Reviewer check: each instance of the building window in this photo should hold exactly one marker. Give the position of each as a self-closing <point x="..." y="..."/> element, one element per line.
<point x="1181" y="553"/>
--
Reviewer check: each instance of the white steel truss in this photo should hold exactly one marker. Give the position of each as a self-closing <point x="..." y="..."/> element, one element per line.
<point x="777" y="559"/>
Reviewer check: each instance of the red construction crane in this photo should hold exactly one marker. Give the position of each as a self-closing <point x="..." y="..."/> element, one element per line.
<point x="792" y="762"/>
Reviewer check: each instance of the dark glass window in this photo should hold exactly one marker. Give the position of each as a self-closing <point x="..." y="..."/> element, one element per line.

* Your goal *
Nothing but the lines above from the one containing "Reviewer check: each instance of the red" through the one containing "Reviewer check: each instance of the dark" should appear in the answer, each repeated exactly.

* Solution for this task *
Reviewer check: each instance of the red construction crane in this photo should hold exactly one marker. Give the position of each as a self-closing <point x="..." y="..."/> element, one element per line.
<point x="792" y="762"/>
Reviewer check: each instance of the dark glass window in this photo should hold exactly one marker. Give the position of each as a self-closing <point x="..." y="..."/> element, one element per line.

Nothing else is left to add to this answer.